WORK ORDER 1
In the passage about The Five People You Meet in Heaven, what job did Eddie Beitchman have in place of running an amusement park?
WORK ORDER 2
Rewrite the passage about The Five People You Meet in Heaven, starting with "Albom did not" and going on through "World War II.", and swap "taxi" for "bus".

EXCERPT
· · · · ·
The Five People You Meet in Heaven is a novel by Mitch Albom that was published in 2003. It follows the life and death of a maintenance man named Eddie.
Albom grew up Jewish and, although he does not subscribe to any specific religion today, feels that there must be a balance between this life and the afterlife. Albom's previous novel, Tuesdays with Morrie, is a rumination on the meaning of life and the possibilities of what might come after. Albom structured the narrative around his interactions with a professor named Morrie Schwartz who was dying of ALS. Tuesdays with Morrie became wildly successful, selling over 14 million copies. Afterwards, Albom claims, "When it came time for me to write something after Tuesdays with Morrie, I moved slowly. I didn’t want to do any sequels. No Wednesdays with Morrie."
Albom did not need to look any further than his own family for inspiration. Similar to Tuesdays With Morrie, Five People is based on the life of a real person with whom Albom felt a deep connection. The author fashioned the character of Eddie as a tribute to his uncle, Eddie Beitchman, who died at the age of 83 believing that he had not accomplished enough in his life. Beitchman led a similar life to the novelized version of Eddie except that he drove a taxi instead of running an amusement park. Like his fictional counterpart, Beitchman fought in World War II.
· · · · ·
EXCERPTED RECORDS
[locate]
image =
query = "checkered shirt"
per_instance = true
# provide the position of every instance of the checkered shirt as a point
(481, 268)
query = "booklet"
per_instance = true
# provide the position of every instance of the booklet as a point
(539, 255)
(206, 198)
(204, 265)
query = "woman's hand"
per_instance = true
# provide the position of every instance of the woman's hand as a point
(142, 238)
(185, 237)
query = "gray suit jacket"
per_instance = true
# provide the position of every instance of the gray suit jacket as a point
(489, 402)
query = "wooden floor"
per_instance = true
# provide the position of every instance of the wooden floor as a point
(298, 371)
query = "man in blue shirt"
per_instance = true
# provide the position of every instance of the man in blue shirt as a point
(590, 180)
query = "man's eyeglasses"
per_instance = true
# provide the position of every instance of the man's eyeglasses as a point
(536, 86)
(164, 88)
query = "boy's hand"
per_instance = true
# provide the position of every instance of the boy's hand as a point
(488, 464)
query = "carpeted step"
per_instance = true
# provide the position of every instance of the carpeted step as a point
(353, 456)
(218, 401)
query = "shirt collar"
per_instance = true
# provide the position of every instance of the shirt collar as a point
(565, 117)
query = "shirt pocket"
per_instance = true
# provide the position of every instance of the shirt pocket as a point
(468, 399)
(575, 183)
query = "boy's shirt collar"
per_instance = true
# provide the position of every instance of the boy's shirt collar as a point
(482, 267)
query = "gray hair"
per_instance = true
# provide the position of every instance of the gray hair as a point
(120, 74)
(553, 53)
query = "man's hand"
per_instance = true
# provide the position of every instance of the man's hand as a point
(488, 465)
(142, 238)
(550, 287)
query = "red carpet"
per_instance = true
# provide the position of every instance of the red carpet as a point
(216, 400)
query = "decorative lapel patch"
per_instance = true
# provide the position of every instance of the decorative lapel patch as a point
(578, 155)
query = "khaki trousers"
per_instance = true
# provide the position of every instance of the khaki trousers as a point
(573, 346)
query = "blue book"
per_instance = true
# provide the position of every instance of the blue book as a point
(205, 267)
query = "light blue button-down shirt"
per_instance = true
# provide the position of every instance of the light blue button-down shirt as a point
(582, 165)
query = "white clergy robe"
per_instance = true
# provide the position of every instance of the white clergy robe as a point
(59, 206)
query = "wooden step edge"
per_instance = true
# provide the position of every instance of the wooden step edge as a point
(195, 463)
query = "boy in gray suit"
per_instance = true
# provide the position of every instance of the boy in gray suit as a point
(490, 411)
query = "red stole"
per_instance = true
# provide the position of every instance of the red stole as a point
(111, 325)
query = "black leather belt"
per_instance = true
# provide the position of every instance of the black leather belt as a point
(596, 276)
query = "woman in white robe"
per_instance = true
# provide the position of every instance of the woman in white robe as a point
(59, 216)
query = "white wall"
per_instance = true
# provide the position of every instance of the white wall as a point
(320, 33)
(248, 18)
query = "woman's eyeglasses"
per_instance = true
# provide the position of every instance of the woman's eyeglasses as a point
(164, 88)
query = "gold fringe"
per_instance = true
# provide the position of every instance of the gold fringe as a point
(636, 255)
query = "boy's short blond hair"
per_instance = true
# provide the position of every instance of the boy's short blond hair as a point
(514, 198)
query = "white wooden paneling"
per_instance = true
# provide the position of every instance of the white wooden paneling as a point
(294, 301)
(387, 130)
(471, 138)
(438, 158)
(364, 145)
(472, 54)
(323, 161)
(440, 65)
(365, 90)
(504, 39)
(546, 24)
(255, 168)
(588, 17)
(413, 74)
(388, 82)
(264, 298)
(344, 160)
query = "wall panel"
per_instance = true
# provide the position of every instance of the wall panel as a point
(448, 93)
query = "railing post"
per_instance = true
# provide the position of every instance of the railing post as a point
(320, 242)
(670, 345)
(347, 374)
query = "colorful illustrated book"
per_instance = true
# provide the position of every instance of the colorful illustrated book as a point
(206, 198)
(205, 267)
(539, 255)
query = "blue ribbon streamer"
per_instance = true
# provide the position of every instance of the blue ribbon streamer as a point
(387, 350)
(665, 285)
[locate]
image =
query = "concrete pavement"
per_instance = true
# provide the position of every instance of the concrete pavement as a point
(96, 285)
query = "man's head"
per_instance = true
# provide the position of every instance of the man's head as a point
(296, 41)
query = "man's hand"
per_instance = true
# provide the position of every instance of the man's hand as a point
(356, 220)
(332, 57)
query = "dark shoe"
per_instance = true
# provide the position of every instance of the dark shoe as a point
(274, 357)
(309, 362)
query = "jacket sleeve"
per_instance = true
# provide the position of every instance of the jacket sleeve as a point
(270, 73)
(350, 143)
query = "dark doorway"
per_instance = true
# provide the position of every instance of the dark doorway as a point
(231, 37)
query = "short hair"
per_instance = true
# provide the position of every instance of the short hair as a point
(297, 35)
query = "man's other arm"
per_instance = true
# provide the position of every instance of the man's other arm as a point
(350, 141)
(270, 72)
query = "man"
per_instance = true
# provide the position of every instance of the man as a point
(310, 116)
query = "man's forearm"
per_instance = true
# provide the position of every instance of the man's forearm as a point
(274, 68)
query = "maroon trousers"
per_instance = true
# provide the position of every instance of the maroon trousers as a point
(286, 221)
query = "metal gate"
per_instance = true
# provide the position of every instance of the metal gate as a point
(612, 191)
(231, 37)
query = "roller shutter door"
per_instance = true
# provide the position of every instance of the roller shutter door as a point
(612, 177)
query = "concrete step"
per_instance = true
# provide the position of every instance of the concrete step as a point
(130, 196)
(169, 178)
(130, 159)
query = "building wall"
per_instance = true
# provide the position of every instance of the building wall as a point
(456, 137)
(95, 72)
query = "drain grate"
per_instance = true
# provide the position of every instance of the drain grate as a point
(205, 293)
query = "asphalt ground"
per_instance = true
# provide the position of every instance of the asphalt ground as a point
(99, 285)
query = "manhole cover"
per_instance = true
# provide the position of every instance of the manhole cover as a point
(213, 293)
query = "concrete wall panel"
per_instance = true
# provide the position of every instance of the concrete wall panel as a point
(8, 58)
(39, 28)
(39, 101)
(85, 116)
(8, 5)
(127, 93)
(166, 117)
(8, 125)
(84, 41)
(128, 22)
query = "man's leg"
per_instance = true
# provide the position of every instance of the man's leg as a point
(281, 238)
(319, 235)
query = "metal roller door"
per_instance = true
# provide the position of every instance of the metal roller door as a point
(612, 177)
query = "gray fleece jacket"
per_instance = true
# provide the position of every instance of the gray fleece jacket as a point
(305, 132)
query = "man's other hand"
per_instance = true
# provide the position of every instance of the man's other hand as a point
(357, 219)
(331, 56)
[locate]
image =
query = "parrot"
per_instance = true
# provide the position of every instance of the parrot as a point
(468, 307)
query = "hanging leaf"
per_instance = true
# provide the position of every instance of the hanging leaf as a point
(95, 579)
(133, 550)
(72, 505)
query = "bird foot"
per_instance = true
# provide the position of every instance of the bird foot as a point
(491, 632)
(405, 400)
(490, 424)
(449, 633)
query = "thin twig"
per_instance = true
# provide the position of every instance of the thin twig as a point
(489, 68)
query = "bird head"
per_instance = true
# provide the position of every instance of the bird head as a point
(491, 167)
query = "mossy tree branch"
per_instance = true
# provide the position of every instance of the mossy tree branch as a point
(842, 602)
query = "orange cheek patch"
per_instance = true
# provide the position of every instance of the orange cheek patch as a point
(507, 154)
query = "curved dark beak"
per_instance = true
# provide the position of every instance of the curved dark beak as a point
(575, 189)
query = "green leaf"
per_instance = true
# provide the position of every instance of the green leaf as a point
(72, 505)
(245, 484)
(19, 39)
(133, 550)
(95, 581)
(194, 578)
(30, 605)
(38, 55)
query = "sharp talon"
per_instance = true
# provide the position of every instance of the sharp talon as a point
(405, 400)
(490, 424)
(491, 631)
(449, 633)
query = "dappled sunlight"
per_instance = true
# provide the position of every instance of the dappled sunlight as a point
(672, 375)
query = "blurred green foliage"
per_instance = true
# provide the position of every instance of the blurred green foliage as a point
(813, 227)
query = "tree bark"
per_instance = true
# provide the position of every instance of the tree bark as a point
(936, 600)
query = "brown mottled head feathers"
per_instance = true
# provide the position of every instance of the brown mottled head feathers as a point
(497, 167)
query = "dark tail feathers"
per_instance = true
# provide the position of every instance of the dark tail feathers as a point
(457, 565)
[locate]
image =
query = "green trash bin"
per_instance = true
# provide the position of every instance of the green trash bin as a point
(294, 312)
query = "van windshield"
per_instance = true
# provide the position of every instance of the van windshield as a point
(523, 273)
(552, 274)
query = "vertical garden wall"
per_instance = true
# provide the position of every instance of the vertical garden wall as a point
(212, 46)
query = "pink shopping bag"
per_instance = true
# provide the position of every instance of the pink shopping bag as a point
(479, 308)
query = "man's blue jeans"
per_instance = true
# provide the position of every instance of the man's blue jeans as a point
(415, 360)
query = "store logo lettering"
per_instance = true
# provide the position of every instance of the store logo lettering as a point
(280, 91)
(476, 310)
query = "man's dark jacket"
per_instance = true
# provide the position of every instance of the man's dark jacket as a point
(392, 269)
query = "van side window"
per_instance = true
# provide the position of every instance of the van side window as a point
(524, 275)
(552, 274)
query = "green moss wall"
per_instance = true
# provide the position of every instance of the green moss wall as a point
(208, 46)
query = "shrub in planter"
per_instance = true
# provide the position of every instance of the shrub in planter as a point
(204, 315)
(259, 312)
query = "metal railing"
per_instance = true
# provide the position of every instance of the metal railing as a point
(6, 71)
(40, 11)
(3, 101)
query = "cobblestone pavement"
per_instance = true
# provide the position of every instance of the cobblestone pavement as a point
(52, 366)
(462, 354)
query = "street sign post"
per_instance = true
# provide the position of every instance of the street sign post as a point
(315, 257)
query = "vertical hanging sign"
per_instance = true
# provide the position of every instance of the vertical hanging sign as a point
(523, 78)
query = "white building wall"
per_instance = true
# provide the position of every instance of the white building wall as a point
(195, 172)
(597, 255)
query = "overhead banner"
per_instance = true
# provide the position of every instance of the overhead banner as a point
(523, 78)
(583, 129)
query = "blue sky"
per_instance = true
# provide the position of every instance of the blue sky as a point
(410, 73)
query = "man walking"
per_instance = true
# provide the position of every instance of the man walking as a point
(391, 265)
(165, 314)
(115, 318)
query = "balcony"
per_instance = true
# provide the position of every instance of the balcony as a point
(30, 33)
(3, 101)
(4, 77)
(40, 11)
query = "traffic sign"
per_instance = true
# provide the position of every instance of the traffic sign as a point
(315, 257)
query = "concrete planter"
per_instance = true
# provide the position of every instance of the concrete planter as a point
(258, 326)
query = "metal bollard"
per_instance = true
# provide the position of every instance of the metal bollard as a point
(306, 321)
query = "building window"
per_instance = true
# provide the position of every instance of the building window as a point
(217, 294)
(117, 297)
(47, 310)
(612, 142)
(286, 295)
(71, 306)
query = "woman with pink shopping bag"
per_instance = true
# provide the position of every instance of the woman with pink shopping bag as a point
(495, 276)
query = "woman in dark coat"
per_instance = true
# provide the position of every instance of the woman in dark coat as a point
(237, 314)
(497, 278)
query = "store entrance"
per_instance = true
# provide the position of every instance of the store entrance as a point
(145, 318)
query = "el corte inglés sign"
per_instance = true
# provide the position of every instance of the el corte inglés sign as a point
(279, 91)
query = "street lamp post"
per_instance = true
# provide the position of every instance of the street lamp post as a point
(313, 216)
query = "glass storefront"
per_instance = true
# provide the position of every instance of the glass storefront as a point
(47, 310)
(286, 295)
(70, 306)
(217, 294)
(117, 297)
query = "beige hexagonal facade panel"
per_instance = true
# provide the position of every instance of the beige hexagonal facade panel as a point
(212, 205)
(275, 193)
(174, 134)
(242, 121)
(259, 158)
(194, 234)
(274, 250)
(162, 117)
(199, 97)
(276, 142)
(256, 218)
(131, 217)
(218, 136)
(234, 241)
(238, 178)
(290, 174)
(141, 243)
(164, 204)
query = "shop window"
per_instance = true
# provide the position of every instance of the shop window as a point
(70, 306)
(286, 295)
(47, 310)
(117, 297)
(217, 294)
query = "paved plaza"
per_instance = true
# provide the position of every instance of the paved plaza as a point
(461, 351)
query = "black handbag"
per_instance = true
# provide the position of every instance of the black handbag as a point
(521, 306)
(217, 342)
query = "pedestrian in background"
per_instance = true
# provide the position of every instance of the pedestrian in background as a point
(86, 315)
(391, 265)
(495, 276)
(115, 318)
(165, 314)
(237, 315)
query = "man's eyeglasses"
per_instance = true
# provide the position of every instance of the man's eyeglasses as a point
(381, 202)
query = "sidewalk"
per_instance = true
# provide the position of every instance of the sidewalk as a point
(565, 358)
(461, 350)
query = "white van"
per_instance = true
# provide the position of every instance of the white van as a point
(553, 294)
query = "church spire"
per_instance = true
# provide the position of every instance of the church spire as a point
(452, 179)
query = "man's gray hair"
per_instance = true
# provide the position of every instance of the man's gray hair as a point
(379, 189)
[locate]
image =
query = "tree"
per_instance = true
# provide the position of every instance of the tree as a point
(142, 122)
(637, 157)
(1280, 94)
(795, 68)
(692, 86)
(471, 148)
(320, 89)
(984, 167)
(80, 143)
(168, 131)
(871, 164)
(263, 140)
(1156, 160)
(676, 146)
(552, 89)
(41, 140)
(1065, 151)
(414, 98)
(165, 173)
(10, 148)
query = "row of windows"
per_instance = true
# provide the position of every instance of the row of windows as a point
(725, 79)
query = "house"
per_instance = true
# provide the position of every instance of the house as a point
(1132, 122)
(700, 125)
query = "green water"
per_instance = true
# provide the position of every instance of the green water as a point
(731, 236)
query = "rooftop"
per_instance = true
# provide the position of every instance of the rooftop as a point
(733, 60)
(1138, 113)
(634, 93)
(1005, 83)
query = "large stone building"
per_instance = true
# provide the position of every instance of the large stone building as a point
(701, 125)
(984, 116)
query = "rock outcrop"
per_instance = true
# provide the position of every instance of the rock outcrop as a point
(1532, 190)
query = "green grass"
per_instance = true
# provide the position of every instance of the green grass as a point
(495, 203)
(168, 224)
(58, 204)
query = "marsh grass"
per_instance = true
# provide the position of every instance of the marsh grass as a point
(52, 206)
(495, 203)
· · · · ·
ANSWER 1
He drove a taxi.

ANSWER 2
Albom did not need to look any further than his own family for inspiration. Similar to Tuesdays With Morrie, Five People is based on the life of a real person with whom Albom felt a deep connection. The author fashioned the character of Eddie as a tribute to his uncle, Eddie Beitchman, who died at the age of 83 believing that he had not accomplished enough in his life. Beitchman led a similar life to the novelized version of Eddie except that he drove a bus instead of running an amusement park. Like his fictional counterpart, Beitchman fought in World War II.